▶ TASK BRIEF:
Going through the entries below, copy out each line that contains "field".

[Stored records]
[Start of Attachment]

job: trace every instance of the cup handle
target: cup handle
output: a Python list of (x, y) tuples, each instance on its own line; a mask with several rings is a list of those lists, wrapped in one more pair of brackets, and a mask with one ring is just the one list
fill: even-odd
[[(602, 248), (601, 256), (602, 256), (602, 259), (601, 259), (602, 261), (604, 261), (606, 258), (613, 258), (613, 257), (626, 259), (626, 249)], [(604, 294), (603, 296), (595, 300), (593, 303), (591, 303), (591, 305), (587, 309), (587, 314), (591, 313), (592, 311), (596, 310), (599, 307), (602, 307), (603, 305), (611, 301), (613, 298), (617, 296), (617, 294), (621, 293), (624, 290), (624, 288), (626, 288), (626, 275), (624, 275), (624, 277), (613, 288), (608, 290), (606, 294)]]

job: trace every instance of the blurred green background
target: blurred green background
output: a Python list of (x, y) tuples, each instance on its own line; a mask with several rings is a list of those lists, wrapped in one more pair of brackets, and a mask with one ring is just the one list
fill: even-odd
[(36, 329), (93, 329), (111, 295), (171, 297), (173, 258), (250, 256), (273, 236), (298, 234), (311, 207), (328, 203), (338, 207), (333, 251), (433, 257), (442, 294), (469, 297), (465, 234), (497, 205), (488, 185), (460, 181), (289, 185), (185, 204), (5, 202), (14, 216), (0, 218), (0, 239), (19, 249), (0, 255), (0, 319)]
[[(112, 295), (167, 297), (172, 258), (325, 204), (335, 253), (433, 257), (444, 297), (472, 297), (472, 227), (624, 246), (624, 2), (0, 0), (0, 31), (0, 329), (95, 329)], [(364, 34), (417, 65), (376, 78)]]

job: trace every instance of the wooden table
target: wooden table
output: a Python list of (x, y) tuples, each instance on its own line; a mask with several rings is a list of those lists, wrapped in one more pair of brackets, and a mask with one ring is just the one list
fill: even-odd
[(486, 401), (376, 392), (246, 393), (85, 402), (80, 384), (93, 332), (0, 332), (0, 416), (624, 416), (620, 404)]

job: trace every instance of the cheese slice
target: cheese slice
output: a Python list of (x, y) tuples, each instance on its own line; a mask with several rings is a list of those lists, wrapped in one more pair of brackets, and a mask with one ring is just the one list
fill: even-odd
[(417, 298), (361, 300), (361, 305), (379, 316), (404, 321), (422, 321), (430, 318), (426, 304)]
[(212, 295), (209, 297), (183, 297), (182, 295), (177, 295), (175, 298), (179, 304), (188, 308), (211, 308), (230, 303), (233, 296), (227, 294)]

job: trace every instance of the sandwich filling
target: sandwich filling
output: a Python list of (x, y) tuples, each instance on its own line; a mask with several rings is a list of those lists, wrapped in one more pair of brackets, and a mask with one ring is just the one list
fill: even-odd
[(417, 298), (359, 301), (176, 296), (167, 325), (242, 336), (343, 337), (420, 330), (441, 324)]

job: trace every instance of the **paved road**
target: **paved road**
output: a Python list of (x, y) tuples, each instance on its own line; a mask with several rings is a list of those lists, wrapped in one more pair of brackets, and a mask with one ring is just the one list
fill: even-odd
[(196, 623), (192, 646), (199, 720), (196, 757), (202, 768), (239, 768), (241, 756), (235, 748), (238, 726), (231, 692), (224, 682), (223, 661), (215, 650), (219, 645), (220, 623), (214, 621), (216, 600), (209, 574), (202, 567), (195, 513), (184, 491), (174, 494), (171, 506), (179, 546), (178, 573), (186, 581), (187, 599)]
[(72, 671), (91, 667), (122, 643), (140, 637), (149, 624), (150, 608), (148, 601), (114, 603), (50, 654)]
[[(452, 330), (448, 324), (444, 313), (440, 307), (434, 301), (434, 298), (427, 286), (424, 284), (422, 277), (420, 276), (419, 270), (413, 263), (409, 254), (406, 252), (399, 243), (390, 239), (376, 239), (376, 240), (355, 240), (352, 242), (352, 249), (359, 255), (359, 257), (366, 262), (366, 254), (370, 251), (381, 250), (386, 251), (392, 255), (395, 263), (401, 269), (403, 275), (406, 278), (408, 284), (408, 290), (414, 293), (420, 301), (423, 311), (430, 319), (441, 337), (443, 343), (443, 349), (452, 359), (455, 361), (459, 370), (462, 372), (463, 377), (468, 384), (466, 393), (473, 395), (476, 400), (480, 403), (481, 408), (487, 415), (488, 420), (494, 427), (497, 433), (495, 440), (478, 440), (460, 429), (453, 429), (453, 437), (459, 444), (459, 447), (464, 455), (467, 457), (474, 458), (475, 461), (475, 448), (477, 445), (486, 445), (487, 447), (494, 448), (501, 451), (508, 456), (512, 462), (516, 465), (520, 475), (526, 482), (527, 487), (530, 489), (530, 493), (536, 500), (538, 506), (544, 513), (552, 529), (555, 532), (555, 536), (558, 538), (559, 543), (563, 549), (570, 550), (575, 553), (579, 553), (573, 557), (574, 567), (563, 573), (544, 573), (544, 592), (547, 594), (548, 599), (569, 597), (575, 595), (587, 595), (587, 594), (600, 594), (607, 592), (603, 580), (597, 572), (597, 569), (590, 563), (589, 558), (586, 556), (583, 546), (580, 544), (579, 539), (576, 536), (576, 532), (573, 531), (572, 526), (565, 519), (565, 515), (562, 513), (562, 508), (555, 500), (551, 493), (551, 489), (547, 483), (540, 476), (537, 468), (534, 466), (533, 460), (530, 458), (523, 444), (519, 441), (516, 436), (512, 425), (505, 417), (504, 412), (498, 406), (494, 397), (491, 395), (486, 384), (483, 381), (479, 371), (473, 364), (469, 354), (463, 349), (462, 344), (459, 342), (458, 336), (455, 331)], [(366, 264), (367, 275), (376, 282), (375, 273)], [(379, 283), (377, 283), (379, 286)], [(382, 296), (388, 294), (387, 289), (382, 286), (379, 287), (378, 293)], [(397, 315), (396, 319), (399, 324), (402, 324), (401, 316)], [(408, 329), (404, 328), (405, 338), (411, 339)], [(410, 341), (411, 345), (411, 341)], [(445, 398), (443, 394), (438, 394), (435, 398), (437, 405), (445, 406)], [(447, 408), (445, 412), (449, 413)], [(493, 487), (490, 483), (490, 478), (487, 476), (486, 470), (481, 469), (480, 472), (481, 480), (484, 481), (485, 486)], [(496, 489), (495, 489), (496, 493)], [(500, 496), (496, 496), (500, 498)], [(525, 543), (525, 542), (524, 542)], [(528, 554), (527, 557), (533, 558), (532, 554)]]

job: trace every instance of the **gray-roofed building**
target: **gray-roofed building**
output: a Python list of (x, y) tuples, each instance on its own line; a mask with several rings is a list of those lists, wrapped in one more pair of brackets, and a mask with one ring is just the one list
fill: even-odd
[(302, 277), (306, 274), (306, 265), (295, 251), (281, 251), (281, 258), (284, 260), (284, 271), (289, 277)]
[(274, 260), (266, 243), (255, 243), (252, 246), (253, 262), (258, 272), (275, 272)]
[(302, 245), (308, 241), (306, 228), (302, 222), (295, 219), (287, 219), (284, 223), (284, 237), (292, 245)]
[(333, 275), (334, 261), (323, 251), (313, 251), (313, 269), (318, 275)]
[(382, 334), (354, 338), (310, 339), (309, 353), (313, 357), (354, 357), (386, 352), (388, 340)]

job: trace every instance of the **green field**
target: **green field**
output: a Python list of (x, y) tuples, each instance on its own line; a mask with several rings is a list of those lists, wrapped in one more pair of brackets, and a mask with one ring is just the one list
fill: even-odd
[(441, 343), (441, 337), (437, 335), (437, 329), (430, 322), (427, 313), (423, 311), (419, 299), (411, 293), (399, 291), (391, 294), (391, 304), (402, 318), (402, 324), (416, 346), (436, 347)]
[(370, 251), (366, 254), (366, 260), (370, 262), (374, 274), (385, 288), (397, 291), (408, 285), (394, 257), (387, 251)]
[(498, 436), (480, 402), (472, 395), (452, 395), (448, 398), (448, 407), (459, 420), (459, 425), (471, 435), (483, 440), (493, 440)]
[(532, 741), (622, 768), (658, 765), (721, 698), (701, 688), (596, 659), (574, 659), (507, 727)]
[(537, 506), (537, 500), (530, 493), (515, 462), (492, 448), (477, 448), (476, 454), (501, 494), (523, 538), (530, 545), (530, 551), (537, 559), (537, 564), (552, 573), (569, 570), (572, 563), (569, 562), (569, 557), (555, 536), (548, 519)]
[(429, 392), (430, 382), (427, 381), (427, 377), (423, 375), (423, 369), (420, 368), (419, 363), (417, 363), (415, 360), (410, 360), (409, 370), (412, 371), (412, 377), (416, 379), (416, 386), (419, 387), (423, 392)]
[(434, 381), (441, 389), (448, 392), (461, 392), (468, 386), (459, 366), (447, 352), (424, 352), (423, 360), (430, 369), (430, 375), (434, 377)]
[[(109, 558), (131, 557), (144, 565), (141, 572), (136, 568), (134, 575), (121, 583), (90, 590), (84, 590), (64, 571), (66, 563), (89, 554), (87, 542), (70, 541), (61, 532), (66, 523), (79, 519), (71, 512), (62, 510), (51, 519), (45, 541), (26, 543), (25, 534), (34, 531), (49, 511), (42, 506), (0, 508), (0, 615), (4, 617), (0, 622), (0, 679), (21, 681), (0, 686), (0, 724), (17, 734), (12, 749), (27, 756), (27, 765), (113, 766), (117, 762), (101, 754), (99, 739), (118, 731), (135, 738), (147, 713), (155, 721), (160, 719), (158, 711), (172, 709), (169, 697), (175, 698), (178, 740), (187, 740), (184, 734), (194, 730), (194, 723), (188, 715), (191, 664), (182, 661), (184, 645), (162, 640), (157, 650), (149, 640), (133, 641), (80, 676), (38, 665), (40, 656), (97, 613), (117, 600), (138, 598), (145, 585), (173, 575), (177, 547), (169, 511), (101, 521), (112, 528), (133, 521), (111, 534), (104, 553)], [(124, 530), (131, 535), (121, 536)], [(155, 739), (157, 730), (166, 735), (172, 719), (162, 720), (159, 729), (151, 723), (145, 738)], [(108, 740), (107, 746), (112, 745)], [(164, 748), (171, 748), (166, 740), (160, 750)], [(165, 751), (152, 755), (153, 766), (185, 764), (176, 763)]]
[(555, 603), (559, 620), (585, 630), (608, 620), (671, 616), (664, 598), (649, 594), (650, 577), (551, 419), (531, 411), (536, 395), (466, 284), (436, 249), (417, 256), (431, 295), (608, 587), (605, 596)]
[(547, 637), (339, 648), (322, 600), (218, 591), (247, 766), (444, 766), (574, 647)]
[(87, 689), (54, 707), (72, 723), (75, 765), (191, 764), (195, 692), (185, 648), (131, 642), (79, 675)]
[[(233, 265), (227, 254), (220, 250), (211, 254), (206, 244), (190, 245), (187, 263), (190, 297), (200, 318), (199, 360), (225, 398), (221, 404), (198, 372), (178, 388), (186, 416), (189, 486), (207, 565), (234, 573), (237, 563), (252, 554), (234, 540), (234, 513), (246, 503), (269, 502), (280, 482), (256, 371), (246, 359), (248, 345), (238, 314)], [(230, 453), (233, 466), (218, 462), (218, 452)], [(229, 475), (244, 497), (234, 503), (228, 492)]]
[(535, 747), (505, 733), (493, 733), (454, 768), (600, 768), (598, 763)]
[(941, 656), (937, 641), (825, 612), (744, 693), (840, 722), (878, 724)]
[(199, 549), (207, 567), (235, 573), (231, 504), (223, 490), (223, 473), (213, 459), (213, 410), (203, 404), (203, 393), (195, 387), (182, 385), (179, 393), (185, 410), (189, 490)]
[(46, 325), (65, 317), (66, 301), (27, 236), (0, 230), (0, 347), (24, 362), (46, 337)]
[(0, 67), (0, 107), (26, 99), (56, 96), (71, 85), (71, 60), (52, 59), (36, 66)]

[End of Attachment]

▶ REPLY:
job: trace every instance of the **green field**
target: **green field**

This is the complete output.